2

The Awkward Bow of John Keats

I

Keats seldom wrote badly in prose; despite their "misspelled immediacy" he once or twice betrays a wish that his letters be published. And since Keats early understood his destiny, in its ironic luck, privileges of genius, and final destruction, he is able to react to it along the way so sensitively that its tragic impact arrives bitter and full. The letters are so powerful an account of his life, that they are not likely to be surpassed in intensity, or as an account of his personality, by a biography. But the implications of considering these letters as art have not been brought out into the open, and that is what I want to do now. We have not studied thoroughly enough how Keats adapted the personal letter to his considerable demands on life and friendship. Lionel Trilling was right to honor Keats' geniality, his health at the moment Europe turned sick, his sensuality, and to establish as heroic Keats' vision of how, and out of what, the soul is made. Yet, because he traces so thoroughly Keats' "deadset on the problem of evil"1 found that in several passages of imaginative philosophy, Trilling's conclusions divert attention from some remarkable feats of style and from Keats' many distinctly non-literary adventures. The "problem of evil," as a matter of fact, has a meaning, and I will argue that it is the dominant one, which Keats' philosophic performances do not really foretell. This meaning does not retain its power and finality in abstract formulations. Only when we sense his style rendering evil in action, inside his swift life, can we follow Keats into his truest understanding of the "problem of evil."2
II

Many of Keats' first letters tend towards the journal and the essay, a mode congenial to his usual intent of showing how he is changed by what is happening to him. But because they are letters Keats possessed an opportunity even a great essayist or diarist does not consistently have. In a limited, practical sense not really true for a poem or essay, a letter is a personification of its writer, an extension of his presence toward a friend beyond the reach of his voice; an attempt to give talk and friendship a form less dependent on conversation. Keats appears on paper in his friends' hands speaking his mind on their intertwined concerns with a grasp of his friends' natures and needs only intimacy can grant. Keats' sense of how strongly a person's "identity" pressed on him amounted to an obsession; why it did I’ll ponder later. It was not a mystique; Keats could explain exactly what he felt: "Now the reason why I do not feel at the present moment so far from you is that I remember your Ways and Manners and actions; I know you/r/ manner of thinking, your manner of feeling: I know what shape your joy or your sorrow would take; I know the manner of you walking, standing, sauntering, sitting down, laughing, punning, and every action so truly that you seem near to me." (II, p. 5)3 This "nearness" he cultivates so persistently that his readers come to discern the personalities and minds of his circle as these appear in the tone he takes toward them. A subtlety of relationships sometimes resembling that a Jamesian novel emerges as Keats shows different sides of himself to his various friends.

• **Study material**:
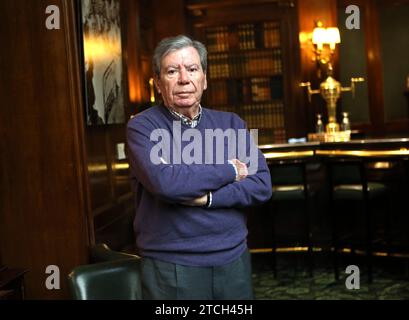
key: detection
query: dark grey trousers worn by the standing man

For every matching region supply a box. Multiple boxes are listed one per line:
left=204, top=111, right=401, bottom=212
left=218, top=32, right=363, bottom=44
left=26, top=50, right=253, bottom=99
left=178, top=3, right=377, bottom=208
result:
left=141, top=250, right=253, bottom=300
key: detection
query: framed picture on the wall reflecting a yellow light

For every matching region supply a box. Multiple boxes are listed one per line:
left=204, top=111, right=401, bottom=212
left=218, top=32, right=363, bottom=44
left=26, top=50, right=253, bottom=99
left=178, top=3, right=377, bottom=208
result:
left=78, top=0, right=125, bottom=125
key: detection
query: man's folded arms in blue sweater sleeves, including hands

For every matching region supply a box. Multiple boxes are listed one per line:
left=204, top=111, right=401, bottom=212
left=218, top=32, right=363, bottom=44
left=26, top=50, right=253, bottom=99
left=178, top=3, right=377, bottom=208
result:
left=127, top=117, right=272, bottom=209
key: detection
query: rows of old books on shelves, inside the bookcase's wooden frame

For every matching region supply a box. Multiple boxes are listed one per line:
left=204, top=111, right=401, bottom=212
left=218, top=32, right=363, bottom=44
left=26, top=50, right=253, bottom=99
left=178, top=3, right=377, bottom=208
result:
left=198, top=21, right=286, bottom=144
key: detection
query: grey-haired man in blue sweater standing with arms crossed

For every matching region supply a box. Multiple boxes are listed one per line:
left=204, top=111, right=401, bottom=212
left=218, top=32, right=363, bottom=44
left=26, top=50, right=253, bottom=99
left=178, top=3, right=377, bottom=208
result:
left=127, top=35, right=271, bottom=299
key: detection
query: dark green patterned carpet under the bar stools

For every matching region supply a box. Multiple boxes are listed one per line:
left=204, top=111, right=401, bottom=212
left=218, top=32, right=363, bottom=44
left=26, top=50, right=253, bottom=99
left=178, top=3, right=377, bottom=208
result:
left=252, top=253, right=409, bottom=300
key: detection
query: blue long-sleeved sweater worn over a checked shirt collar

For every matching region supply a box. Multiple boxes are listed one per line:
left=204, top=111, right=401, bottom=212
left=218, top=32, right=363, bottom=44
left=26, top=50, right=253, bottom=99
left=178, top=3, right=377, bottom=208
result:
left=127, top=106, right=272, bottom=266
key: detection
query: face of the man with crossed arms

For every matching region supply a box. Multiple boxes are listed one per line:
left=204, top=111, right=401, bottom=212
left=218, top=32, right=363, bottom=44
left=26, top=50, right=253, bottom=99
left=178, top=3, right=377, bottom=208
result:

* * *

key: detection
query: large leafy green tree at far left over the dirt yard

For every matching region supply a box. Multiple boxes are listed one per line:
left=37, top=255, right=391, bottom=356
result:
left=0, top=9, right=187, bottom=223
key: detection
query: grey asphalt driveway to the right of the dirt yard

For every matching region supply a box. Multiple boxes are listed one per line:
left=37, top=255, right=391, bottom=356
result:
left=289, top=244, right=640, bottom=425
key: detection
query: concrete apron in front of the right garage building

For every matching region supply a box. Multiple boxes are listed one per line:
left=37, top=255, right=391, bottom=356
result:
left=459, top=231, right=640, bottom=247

• **Exercises to complete**:
a – Do these statements agree with the essay on Keats' letters? Answer yes or no for each, and quote the words of the essay that decide it.
(i) The essay states that Keats seldom wrote badly in prose.
(ii) The essay holds that a biography is likely to surpass the letters in intensity.
(iii) The essay calls Keats' sense of how strongly a person's "identity" pressed on him a mystique.
b – Pick up the essay on Keats' letters after its last sentence and write the paragraph that comes next.

• **Answers to each task**:
a –
(i) Yes: "Keats seldom wrote badly in prose"
(ii) No: "they are not likely to be surpassed in intensity, or as an account of his personality, by a biography"
(iii) No: "It was not a mystique"

b –
Because Keats is not writing fiction we do not need to suspend our disbelief, even as we maintain our alertness to the various tones and poses as these vary from friend to friend. The imaginative energy freed from its normal responsibility to render a world the reader is inspired to believe in, Keats spends to intensify his own, and his correspondent's, sense of their own intimate identities. The letters become, at times in the most mundane, literal sense, a place where his life is lived. What is happening to him he does not merely relate––he seems to let it happen to him as he writes. The letter is not a history narrating the events and thoughts recalled from the past as Keats sits down at his desk––his life continues; what’s narrated is set down as it invades Keats' present mood. This mood as the pen works is what must be preserved. He will not let even the preciousness of the past swallow it up. Often he says shrewd things about the act of letter writing itself:

If I scribble long letters I must play my vagaries, I must be

too heavy, or too light, for whole pages--I must be quaint and free of Tropes and figures--I must play my draughts as I please, and for my advantage and your erudition, crown a white with a black, or a black with a white, and move into black or white, far and near as I please--I must go from Hazlitt to Patmore, and make Wordsworth and Coleman play at leap-frog--

(I, p. 279)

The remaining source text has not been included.